**Задание для выполнения**
Перепишите слово в слово весь приведённый ниже отрывок из писем.

Дня три назад решил попрощаться с природой, обвязал пасть и уехал на "москвиче" в Александровку с юным ординарцем Лихой, который ловит каждое мое слово, боксирует, лучше меня владеет веслом, не трус и умен. Ночевали мы в пустом недостроенном доме деда Павлюка, окна еще без стекол, и всю ночь как раз там, где горел наш прошлогодний костер, кричали дикие гуси. Душа разрывалась! Арина с ведрами прошла и говорит: "Гуси кричат". Я чуть не разрыдался. А на плесе нашем пусто и мертво. Ни поклевочки… Да, у меня двустволка. Ночью я и Лиха бьем лампочки на обрыве, где Никольский собор, но на рыбалку не беру — все из-за этой надкостницы и боли. Жалко убивать птиц.
Обнимаю тебя.
Игорь.
16 сентября 1966 г. "
И еще отрывок из письма, полученного мною в далеком узбекском городке Шахрисабзе, куда я в то время прикочевал в геологическую экспедицию с Эрнстом Портнягиным:
"В конце августа жду в Александрова, грибов будет очень много, земля звенит, а ночи стали холоднее, дело к осени. Вот и еще одно лето косыми лучами скользнуло по нашим лицам, уже немолодым. Привези какую-нибудь хрустальную друзу. Никогда я не был на Памире. 1968 г. "

**Исходные данные**
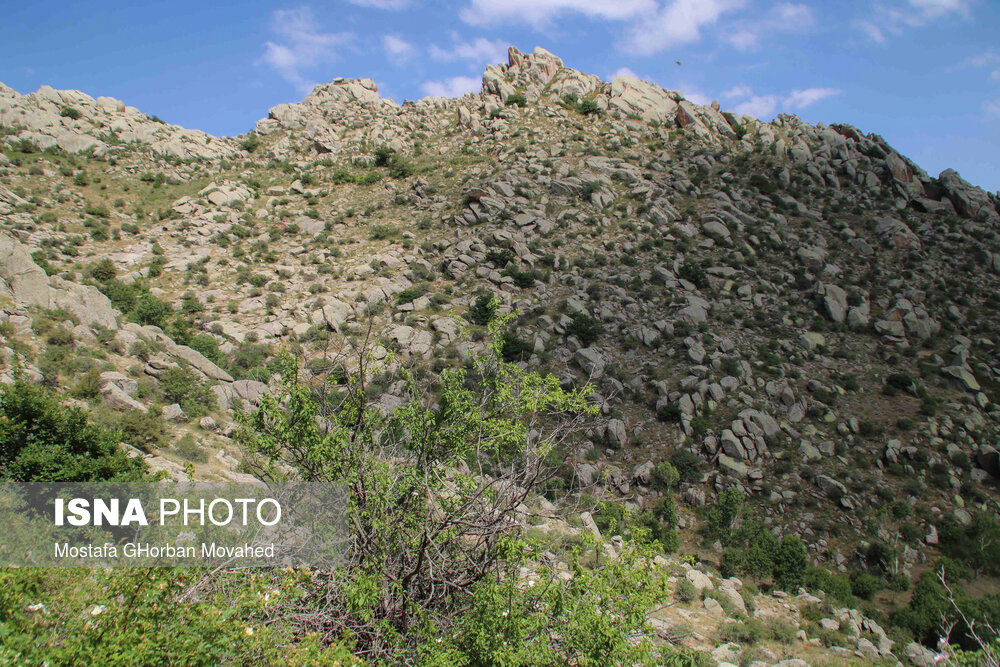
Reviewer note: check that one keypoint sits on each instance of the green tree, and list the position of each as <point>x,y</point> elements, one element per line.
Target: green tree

**Результат выполнения**
Дня три назад решил попрощаться с природой, обвязал пасть и уехал на "москвиче" в Александровку с юным ординарцем Лихой, который ловит каждое мое слово, боксирует, лучше меня владеет веслом, не трус и умен. Ночевали мы в пустом недостроенном доме деда Павлюка, окна еще без стекол, и всю ночь как раз там, где горел наш прошлогодний костер, кричали дикие гуси. Душа разрывалась! Арина с ведрами прошла и говорит: "Гуси кричат". Я чуть не разрыдался. А на плесе нашем пусто и мертво. Ни поклевочки… Да, у меня двустволка. Ночью я и Лиха бьем лампочки на обрыве, где Никольский собор, но на рыбалку не беру — все из-за этой надкостницы и боли. Жалко убивать птиц.
Обнимаю тебя.
Игорь.
16 сентября 1966 г. "
И еще отрывок из письма, полученного мною в далеком узбекском городке Шахрисабзе, куда я в то время прикочевал в геологическую экспедицию с Эрнстом Портнягиным:
"В конце августа жду в Александрова, грибов будет очень много, земля звенит, а ночи стали холоднее, дело к осени. Вот и еще одно лето косыми лучами скользнуло по нашим лицам, уже немолодым. Привези какую-нибудь хрустальную друзу. Никогда я не был на Памире. 1968 г. "